• What needs to be done:
Please repeat the lines below, exactly and only, from the one that holds "positive clicks: (172, 190) (172, 193)" through the one that holds "positive clicks: (174, 183)".

(Data extracted from a collection)
————

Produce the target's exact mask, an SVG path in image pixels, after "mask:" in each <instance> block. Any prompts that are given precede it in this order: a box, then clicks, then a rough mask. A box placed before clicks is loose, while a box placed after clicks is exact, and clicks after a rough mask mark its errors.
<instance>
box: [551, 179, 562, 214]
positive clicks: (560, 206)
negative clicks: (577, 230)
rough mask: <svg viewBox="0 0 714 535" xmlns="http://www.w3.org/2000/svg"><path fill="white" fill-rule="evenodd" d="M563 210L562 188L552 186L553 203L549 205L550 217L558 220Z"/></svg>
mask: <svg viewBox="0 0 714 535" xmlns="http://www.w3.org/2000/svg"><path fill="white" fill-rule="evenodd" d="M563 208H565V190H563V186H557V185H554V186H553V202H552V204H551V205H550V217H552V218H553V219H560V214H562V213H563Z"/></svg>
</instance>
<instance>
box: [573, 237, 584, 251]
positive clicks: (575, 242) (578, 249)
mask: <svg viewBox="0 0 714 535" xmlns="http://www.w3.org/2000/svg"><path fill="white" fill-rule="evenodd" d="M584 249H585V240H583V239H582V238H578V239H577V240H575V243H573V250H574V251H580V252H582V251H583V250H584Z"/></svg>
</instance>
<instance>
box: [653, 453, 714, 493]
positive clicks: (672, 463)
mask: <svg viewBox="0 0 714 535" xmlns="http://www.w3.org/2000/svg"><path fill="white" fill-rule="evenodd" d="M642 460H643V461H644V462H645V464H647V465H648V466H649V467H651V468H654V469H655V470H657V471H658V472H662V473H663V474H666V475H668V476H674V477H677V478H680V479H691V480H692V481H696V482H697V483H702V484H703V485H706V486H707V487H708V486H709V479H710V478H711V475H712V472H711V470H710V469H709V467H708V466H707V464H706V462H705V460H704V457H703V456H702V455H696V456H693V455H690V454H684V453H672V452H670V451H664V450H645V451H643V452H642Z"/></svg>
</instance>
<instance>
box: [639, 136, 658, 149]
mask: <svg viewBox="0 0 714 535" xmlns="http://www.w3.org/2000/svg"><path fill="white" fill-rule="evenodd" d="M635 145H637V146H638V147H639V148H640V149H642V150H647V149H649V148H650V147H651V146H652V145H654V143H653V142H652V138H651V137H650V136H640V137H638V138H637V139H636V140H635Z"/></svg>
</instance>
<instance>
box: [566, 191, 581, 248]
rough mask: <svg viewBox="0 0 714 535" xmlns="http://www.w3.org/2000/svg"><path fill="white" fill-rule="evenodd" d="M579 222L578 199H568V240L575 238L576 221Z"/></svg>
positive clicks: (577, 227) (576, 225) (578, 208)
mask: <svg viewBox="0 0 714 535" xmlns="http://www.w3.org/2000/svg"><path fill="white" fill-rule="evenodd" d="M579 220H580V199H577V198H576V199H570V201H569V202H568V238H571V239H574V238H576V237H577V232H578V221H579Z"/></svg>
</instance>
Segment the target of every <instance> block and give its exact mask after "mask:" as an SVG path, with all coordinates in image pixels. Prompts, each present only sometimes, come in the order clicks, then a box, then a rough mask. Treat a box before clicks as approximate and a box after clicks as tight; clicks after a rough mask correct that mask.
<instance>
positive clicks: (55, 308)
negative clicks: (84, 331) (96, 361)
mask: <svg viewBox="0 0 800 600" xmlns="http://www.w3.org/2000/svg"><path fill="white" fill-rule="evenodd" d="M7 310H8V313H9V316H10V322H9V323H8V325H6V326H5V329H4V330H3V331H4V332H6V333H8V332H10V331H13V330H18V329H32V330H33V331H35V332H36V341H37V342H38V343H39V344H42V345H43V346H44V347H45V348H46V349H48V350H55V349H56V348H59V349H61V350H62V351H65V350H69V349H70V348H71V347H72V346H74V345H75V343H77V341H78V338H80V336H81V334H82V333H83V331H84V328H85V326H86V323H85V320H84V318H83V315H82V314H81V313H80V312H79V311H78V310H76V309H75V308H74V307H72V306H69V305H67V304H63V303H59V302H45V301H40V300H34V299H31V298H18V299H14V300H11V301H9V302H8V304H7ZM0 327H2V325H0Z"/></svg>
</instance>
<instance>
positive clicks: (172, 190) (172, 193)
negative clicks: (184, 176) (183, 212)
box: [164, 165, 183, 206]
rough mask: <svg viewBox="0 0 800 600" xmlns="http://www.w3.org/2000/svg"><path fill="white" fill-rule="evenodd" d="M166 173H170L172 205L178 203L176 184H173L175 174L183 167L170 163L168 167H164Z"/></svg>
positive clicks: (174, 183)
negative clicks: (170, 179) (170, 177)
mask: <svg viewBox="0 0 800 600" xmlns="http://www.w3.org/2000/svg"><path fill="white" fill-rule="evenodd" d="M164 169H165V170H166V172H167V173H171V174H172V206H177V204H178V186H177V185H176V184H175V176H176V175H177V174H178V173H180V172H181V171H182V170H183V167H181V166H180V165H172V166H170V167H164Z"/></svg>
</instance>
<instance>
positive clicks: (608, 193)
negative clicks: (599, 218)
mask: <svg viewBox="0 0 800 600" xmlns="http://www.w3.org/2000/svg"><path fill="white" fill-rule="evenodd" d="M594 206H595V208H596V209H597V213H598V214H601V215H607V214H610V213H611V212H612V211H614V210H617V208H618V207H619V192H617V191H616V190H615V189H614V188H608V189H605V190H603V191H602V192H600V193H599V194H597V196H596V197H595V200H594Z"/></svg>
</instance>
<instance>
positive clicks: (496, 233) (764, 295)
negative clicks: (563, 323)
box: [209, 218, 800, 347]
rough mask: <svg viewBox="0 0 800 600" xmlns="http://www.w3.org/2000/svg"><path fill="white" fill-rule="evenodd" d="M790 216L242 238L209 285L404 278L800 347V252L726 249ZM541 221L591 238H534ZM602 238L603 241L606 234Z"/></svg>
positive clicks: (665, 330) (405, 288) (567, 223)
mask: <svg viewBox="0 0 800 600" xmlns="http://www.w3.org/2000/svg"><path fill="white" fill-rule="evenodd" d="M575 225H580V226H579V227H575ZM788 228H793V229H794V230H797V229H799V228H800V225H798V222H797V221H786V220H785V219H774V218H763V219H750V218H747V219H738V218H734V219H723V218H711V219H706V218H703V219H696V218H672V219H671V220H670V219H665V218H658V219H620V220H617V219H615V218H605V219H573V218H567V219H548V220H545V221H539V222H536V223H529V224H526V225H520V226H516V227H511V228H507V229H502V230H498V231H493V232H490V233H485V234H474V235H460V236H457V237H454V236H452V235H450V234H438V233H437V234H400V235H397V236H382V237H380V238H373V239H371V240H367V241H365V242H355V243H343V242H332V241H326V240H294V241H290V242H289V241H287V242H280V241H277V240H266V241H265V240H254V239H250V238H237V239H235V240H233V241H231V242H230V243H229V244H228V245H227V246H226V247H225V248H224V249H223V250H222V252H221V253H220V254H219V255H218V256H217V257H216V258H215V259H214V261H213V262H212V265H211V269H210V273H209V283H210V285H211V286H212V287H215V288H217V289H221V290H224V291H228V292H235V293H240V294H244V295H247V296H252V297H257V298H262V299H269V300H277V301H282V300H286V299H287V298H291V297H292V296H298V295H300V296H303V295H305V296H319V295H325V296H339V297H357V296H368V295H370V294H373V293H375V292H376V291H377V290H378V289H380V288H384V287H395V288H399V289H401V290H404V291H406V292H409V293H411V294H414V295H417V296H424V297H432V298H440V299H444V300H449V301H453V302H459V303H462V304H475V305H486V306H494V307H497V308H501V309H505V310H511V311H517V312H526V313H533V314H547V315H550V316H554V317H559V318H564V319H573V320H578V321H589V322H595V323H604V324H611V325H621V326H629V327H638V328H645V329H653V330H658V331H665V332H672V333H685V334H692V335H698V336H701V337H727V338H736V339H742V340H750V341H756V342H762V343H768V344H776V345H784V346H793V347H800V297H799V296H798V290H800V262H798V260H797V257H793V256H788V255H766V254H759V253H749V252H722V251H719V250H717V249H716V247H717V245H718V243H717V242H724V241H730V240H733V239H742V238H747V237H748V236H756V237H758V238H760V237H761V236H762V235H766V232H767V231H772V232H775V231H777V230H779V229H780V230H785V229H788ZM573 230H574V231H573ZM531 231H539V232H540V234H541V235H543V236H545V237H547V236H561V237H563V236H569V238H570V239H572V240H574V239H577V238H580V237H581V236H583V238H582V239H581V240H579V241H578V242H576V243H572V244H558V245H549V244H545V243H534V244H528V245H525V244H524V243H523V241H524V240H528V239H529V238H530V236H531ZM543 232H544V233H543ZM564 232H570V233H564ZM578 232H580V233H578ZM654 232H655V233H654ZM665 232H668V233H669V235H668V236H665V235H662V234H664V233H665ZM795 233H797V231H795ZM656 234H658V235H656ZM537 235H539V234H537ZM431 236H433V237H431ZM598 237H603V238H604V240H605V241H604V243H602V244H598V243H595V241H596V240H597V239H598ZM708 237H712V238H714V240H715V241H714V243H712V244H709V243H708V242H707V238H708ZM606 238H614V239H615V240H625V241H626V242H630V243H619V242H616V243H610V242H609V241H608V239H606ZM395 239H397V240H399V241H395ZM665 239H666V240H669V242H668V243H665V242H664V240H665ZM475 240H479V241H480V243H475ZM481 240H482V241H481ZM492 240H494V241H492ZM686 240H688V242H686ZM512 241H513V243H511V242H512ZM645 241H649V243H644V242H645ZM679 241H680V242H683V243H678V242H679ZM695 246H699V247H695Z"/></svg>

————

• Response to the exercise:
positive clicks: (172, 190) (172, 193)
negative clicks: (184, 176) (183, 212)
box: [164, 165, 183, 206]
rough mask: <svg viewBox="0 0 800 600" xmlns="http://www.w3.org/2000/svg"><path fill="white" fill-rule="evenodd" d="M166 173H170L172 205L178 203L176 184H173L175 174L183 167L170 163L168 167H164Z"/></svg>
positive clicks: (174, 183)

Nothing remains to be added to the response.